Work required
List every film title named in the blog post on the photography of Joker.
Provided passage section start
#923. A virtually free masterclass on photography, I’m not joking!

By pascaljappy | How-To

Nov 02

Hero, Mad Max: Fury Road, Blade Runner, Pan’s labyrinth, In the mood for love, House of flying daggers, Raise the red lantern … all absolutely beautiful films to watch, all with a strong visual signature, an extraordinary use of colour and an inspiration for us photographers. But, now, there’s a new kid in town which, to me, trumps them all: Joker!


Now, for obvious reasons, I can’t reproduce images from the movie on this page. One kick in the bum from the movie’s legal department would send this blog to the moon and back. So you’ll have to make do with some of mine, with a vaguely similar vibe. And, anyway, this is a short post.

Let me just explain why I think the photography in this movie is so brilliant.

(1) Composition is so perfect it almost feels like the artistic team did it for their own personal pleasure (although it serves the storytelling at all times). The movie alternates between dynamic action and what really can be assimilated to still photography. In those stills, the use of crystal clear composition is so striking it gave me goosebumps. Centric composition (rare, but so boldly executed, as when Arthur is alone at the back of a bus), offset compositions (many close up scenes from outside buses, trains, at the mental health institution, talking to the civil worker …), frames within frames (at the hospital, visiting Penny). I’ve rarely seen a film with as much formal attention to beautiful composition. The team goes as far as often losing the main protagonist in a sea of ‘other stuff’ people, junk, garbage, so as to reinforce his solitude, seemingly mocking the concept of composition while composing masterfully. It almost feels like an inside joke 😉

The oppressed clown

(2) The use of colour is subtly exquisite. I mean, to me, Saul Leiter takes some beating. But this is right up there. This film is simply extraordinary in its deliberate use of colour universes that subtly reinforce storytelling. In a scene where Arthur talks to his mother through a door, the two rooms are completely different colour universes. Each with a incredibly consistent palette, but with a different mood and energy. In compositionally centric frames, Arthur’s face is sometimes surrounded by two different colour schemes on either side. In one, in the mental health institution, this is reinforced by two very different sub-compositions on either side (receding lights on one side, flat scene on the other), probably to reinforce the sensation of mental imbalance, the struggle between moving on and stagnation / self-pity (this reminded me of some religious paintings where Christ is represented with different background landscape types on either side). Light is sometimes soft and warm, sometimes much bluer, sometimes hard, neutral and dynamic. And all this blends in without ever jarring or feeling forced. Stylistically, this is pure genius.
Provided passage section end
Provided records section start
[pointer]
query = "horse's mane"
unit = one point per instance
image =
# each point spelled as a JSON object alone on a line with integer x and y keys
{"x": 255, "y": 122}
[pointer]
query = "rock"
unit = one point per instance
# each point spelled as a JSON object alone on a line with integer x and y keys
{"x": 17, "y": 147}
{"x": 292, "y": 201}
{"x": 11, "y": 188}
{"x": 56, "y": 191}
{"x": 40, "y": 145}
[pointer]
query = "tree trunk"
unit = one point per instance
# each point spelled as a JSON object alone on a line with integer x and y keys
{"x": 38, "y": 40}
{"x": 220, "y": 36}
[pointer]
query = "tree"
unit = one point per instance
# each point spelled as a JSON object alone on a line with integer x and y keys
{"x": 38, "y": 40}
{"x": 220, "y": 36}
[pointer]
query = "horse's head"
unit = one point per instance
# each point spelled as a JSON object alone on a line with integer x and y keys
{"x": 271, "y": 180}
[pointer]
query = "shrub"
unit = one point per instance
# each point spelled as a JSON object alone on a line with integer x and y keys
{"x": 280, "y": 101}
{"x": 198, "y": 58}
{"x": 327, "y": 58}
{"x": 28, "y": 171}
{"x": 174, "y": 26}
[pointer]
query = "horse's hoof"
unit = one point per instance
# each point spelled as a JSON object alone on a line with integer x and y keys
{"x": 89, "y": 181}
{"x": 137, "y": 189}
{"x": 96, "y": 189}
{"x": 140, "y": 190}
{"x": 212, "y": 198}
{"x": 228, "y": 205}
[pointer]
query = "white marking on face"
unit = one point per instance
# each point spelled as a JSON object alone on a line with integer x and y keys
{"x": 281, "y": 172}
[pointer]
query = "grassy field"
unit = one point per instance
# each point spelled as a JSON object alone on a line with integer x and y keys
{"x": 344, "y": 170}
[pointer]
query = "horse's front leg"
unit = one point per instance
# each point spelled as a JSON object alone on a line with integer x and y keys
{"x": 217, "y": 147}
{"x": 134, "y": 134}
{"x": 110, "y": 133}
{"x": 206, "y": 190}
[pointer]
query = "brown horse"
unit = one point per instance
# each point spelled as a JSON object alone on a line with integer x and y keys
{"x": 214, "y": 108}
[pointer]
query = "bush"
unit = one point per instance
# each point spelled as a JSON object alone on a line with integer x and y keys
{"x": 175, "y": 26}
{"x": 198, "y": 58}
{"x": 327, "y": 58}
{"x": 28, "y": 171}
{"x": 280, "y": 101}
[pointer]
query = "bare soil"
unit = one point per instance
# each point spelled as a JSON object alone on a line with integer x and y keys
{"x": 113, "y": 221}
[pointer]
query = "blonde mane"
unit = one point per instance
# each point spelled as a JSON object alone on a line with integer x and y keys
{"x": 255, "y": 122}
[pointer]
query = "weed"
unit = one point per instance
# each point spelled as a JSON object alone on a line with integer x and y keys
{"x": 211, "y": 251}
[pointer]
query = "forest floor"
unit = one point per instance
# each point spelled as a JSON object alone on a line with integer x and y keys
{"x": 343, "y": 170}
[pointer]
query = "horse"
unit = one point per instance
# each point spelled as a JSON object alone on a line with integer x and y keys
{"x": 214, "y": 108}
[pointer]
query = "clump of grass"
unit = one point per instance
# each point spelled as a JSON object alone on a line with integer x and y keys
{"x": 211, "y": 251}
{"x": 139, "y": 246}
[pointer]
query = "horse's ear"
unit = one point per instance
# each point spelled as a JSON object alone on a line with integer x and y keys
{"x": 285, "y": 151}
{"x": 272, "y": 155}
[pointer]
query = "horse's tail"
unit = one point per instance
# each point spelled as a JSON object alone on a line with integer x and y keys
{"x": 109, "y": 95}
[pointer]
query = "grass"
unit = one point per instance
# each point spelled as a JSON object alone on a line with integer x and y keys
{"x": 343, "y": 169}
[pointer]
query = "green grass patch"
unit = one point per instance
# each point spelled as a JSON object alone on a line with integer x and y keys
Provided records section end
Your solution
Hero, Mad Max: Fury Road, Blade Runner, Pan's labyrinth, In the mood for love, House of flying daggers, Raise the red lantern, Joker